## Request:
Pull out every line of the records that contains the string "beach", matching case exactly, and list those lines in the order they appear.

* Start *

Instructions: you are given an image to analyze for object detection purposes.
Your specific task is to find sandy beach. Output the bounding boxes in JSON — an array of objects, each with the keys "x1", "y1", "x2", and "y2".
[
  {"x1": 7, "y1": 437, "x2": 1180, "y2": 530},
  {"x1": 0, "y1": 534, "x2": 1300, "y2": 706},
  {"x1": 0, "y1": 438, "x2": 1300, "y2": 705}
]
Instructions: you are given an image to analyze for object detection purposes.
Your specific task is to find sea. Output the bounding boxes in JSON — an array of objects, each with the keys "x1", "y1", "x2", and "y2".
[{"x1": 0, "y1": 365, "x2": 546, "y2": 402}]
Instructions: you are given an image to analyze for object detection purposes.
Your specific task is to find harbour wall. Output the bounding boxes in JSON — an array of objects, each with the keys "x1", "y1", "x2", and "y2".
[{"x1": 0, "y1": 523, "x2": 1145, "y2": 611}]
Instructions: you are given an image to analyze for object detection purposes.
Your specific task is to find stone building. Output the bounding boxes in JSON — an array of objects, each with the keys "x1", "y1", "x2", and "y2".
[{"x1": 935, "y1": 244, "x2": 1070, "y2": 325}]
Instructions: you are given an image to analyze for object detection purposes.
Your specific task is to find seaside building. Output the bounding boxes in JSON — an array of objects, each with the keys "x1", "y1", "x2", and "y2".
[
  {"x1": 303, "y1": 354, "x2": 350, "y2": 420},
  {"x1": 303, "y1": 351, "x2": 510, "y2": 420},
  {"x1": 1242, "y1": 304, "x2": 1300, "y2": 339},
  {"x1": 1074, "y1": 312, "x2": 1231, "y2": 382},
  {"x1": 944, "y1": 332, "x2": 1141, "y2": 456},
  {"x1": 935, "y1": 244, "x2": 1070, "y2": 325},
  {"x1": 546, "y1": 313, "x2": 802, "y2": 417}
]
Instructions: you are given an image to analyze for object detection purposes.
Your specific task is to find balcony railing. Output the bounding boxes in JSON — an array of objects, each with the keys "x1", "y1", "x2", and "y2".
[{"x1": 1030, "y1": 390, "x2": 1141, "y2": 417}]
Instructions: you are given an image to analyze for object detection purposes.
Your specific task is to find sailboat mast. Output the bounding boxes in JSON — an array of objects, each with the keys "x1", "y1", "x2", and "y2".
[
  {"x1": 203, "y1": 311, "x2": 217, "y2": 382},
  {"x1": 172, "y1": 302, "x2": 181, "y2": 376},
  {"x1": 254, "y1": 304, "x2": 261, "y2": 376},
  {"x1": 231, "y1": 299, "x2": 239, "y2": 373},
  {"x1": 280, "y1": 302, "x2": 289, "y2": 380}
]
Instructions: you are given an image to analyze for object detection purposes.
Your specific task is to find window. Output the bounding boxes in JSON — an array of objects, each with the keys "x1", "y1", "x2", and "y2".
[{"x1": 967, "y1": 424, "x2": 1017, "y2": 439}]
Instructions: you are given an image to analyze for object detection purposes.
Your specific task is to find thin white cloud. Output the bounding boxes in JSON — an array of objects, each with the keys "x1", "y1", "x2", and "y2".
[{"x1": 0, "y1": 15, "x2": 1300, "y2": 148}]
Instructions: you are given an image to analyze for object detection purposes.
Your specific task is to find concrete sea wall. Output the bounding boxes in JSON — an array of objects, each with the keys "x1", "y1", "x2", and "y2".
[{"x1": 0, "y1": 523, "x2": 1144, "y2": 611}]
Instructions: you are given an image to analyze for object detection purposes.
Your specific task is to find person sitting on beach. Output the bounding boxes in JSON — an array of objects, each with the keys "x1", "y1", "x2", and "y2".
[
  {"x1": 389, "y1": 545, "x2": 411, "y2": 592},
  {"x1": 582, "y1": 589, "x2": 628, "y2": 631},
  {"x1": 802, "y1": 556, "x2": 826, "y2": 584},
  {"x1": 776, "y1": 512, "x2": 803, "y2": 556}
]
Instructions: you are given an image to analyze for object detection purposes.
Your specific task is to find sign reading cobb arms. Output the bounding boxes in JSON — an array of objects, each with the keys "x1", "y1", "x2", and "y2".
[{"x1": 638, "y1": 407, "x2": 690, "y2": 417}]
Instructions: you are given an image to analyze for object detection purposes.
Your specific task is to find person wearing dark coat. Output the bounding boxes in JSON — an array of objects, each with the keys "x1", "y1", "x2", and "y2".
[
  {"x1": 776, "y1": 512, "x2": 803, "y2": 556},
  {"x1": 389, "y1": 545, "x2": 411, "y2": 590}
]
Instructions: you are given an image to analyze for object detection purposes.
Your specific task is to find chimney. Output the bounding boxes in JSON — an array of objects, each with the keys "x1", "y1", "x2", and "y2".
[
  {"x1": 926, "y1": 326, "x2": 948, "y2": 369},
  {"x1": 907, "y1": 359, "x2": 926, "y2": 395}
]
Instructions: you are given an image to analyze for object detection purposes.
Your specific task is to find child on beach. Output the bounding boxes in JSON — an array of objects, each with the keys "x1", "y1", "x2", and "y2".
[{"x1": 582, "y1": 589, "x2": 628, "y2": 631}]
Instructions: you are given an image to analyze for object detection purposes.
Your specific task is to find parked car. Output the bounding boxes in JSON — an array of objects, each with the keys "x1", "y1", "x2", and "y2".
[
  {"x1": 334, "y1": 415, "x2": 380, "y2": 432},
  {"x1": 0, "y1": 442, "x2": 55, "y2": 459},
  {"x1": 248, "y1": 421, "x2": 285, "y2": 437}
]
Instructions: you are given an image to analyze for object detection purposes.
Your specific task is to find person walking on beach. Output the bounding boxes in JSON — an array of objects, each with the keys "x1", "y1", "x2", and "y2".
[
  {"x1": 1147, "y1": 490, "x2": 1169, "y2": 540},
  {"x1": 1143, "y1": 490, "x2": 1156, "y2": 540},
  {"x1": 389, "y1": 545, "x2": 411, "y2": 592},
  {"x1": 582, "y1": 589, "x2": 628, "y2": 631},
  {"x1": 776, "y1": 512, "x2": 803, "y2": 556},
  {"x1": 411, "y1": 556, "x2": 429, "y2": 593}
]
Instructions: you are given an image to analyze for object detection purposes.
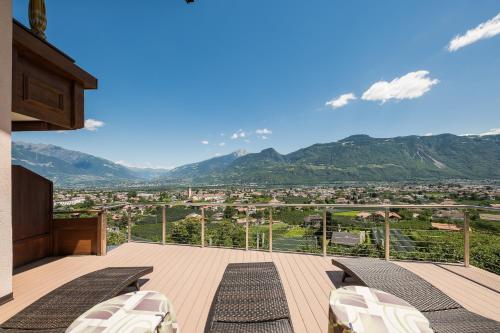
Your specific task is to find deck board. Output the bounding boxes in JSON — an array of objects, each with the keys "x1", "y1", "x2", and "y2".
[{"x1": 0, "y1": 243, "x2": 500, "y2": 333}]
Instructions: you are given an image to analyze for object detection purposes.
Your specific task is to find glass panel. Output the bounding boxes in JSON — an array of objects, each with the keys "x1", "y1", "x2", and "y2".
[
  {"x1": 469, "y1": 209, "x2": 500, "y2": 274},
  {"x1": 166, "y1": 206, "x2": 201, "y2": 246},
  {"x1": 130, "y1": 205, "x2": 162, "y2": 243},
  {"x1": 273, "y1": 207, "x2": 323, "y2": 253},
  {"x1": 205, "y1": 207, "x2": 245, "y2": 249},
  {"x1": 326, "y1": 209, "x2": 385, "y2": 258}
]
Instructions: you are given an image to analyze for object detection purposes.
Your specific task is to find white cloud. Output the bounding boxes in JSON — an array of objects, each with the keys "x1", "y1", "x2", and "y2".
[
  {"x1": 255, "y1": 128, "x2": 273, "y2": 135},
  {"x1": 479, "y1": 128, "x2": 500, "y2": 136},
  {"x1": 231, "y1": 129, "x2": 248, "y2": 140},
  {"x1": 361, "y1": 70, "x2": 439, "y2": 103},
  {"x1": 84, "y1": 118, "x2": 104, "y2": 132},
  {"x1": 255, "y1": 128, "x2": 273, "y2": 140},
  {"x1": 325, "y1": 93, "x2": 356, "y2": 109},
  {"x1": 448, "y1": 14, "x2": 500, "y2": 52}
]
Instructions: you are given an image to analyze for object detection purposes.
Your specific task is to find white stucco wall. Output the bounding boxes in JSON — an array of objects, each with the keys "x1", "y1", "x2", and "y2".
[{"x1": 0, "y1": 0, "x2": 12, "y2": 297}]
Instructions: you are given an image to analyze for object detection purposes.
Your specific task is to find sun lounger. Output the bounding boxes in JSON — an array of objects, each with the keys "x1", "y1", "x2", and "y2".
[
  {"x1": 0, "y1": 267, "x2": 153, "y2": 333},
  {"x1": 205, "y1": 262, "x2": 293, "y2": 333},
  {"x1": 332, "y1": 258, "x2": 500, "y2": 333}
]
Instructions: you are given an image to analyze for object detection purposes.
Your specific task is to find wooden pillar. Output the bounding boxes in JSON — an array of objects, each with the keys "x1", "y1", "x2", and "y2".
[
  {"x1": 201, "y1": 207, "x2": 205, "y2": 247},
  {"x1": 464, "y1": 211, "x2": 470, "y2": 267},
  {"x1": 97, "y1": 210, "x2": 108, "y2": 256},
  {"x1": 384, "y1": 209, "x2": 391, "y2": 260},
  {"x1": 323, "y1": 207, "x2": 327, "y2": 257},
  {"x1": 268, "y1": 207, "x2": 273, "y2": 253},
  {"x1": 245, "y1": 207, "x2": 249, "y2": 251},
  {"x1": 127, "y1": 207, "x2": 132, "y2": 243},
  {"x1": 161, "y1": 205, "x2": 167, "y2": 245}
]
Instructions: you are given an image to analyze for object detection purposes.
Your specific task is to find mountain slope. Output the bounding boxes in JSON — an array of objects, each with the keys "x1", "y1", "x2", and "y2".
[
  {"x1": 12, "y1": 142, "x2": 166, "y2": 186},
  {"x1": 12, "y1": 134, "x2": 500, "y2": 186},
  {"x1": 160, "y1": 134, "x2": 500, "y2": 184}
]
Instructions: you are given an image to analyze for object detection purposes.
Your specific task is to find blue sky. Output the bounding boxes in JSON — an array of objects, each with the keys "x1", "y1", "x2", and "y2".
[{"x1": 14, "y1": 0, "x2": 500, "y2": 167}]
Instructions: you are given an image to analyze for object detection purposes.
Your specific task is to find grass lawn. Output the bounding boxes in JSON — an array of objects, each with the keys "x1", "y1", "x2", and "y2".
[{"x1": 333, "y1": 210, "x2": 359, "y2": 217}]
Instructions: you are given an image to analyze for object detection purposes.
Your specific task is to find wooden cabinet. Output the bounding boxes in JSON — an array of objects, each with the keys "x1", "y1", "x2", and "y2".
[{"x1": 12, "y1": 21, "x2": 97, "y2": 131}]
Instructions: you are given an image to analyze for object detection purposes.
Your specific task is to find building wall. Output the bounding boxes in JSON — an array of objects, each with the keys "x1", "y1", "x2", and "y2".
[{"x1": 0, "y1": 0, "x2": 12, "y2": 301}]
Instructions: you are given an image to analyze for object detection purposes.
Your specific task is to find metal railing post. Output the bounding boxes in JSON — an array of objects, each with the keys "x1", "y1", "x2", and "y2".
[
  {"x1": 384, "y1": 208, "x2": 391, "y2": 260},
  {"x1": 201, "y1": 207, "x2": 205, "y2": 247},
  {"x1": 464, "y1": 210, "x2": 470, "y2": 267},
  {"x1": 245, "y1": 207, "x2": 249, "y2": 251},
  {"x1": 323, "y1": 208, "x2": 327, "y2": 257},
  {"x1": 127, "y1": 207, "x2": 132, "y2": 243},
  {"x1": 161, "y1": 205, "x2": 167, "y2": 245},
  {"x1": 268, "y1": 207, "x2": 273, "y2": 253},
  {"x1": 97, "y1": 210, "x2": 108, "y2": 256}
]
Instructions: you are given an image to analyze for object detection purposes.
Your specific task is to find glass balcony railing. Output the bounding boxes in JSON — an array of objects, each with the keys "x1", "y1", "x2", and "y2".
[{"x1": 54, "y1": 203, "x2": 500, "y2": 274}]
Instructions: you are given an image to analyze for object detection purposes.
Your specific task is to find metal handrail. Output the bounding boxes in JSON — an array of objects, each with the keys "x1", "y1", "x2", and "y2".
[{"x1": 54, "y1": 202, "x2": 500, "y2": 267}]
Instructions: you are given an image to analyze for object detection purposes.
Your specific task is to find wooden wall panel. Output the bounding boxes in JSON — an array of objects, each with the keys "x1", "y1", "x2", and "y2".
[
  {"x1": 53, "y1": 217, "x2": 100, "y2": 255},
  {"x1": 12, "y1": 165, "x2": 53, "y2": 267}
]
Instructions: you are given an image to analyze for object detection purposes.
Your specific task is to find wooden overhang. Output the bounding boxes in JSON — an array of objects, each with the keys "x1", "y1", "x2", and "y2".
[{"x1": 12, "y1": 20, "x2": 97, "y2": 131}]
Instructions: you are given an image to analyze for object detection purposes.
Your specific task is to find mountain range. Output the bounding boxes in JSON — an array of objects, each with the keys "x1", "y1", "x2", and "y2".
[{"x1": 12, "y1": 134, "x2": 500, "y2": 186}]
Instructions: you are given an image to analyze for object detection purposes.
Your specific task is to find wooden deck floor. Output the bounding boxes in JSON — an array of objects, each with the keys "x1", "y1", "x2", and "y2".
[{"x1": 0, "y1": 243, "x2": 500, "y2": 333}]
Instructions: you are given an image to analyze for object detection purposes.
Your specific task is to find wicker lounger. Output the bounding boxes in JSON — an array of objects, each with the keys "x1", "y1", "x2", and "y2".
[
  {"x1": 0, "y1": 267, "x2": 153, "y2": 333},
  {"x1": 332, "y1": 258, "x2": 500, "y2": 333},
  {"x1": 205, "y1": 262, "x2": 293, "y2": 333}
]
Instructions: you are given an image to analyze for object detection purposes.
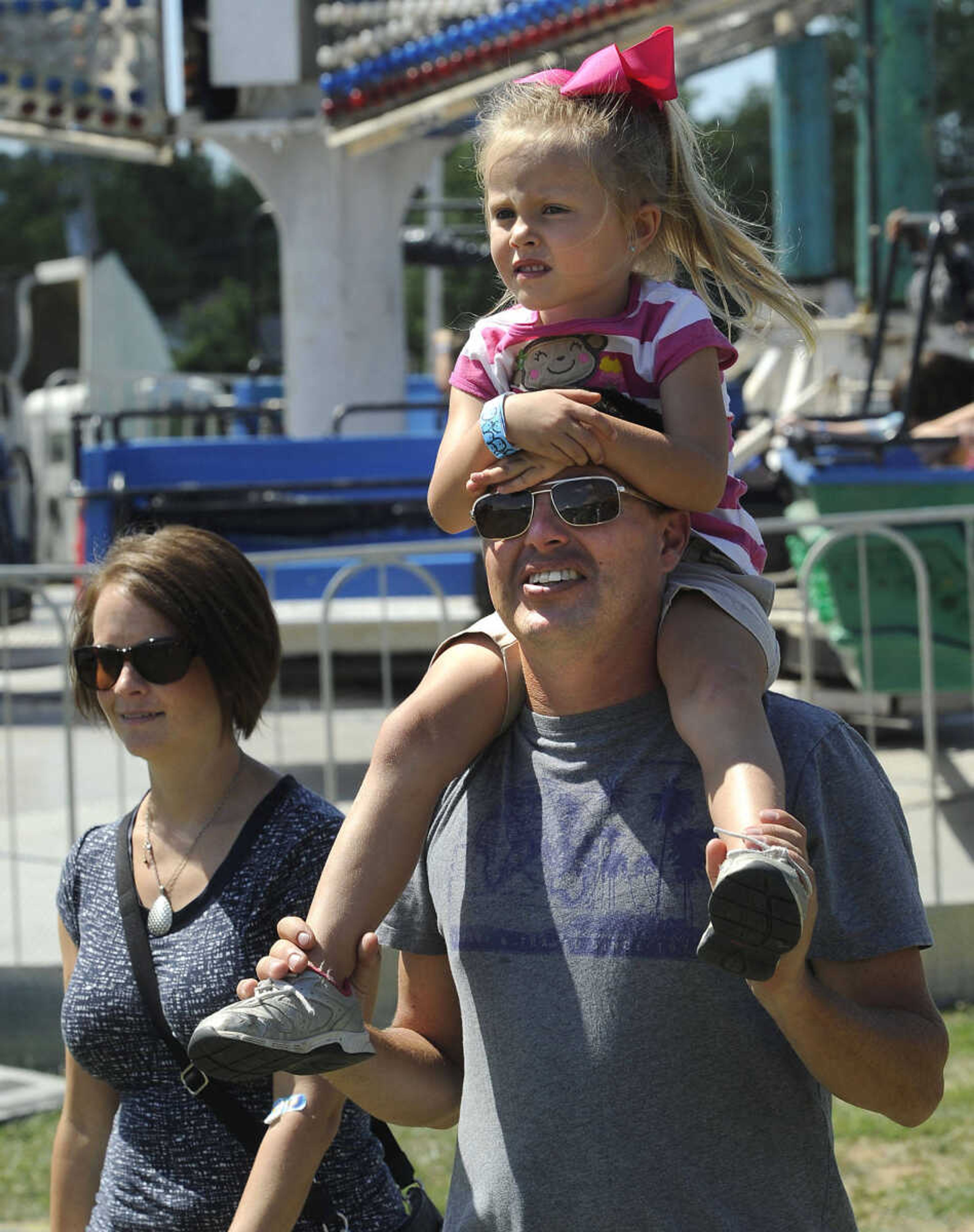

* End *

## Expected answer:
Your specific task is to find sandy beach. Output the bounding boxes in JSON — an array of objects, each with the keys "x1", "y1", "x2", and "y2".
Your specific task is to find person sitting on beach. Output the bounding boxes in JSON — an array of objects, each with the keys "x1", "y1", "x2", and "y2".
Your specific task is to find child on beach. Output the bounding boxes in JSON — an array of objects, each with the keys "x1", "y1", "x2", and "y2".
Your specific task is to find person walking on beach. Output the bounding boxes in JSON — an array of objects, each with the keys "x1", "y1", "x2", and "y2".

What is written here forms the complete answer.